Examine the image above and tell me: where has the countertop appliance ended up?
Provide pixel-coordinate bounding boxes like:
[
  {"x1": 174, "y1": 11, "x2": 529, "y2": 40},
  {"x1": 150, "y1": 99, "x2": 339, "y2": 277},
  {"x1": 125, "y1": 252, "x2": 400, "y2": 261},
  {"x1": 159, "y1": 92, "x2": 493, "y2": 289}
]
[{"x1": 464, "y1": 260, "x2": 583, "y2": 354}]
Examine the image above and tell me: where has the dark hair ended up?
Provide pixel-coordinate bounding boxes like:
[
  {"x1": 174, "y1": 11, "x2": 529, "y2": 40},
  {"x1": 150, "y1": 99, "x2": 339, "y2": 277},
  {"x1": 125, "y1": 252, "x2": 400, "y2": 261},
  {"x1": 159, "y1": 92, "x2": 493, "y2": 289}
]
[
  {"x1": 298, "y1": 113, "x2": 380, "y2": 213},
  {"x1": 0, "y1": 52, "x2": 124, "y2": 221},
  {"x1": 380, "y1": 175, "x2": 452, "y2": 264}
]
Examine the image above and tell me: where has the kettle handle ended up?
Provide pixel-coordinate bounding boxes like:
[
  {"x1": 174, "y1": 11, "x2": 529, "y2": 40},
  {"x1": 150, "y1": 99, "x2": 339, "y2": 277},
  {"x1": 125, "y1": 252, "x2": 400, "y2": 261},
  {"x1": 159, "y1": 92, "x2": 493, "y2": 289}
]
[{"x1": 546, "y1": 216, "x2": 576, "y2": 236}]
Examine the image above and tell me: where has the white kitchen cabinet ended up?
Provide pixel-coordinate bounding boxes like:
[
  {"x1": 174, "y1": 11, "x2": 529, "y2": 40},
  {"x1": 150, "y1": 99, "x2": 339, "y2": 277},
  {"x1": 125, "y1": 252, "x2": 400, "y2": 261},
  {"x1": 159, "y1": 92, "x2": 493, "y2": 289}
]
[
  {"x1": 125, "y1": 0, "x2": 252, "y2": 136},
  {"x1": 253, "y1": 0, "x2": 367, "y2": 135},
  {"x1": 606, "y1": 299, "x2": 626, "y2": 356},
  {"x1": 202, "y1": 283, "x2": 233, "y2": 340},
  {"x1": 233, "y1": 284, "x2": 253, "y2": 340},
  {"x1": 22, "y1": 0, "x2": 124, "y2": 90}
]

*WHAT YOU ARE ASKED TO DO*:
Count the lines in the rows above that contain the string "tell", with case counting. Reply with the number only.

*SOLUTION TO THIS PROBLEM*:
4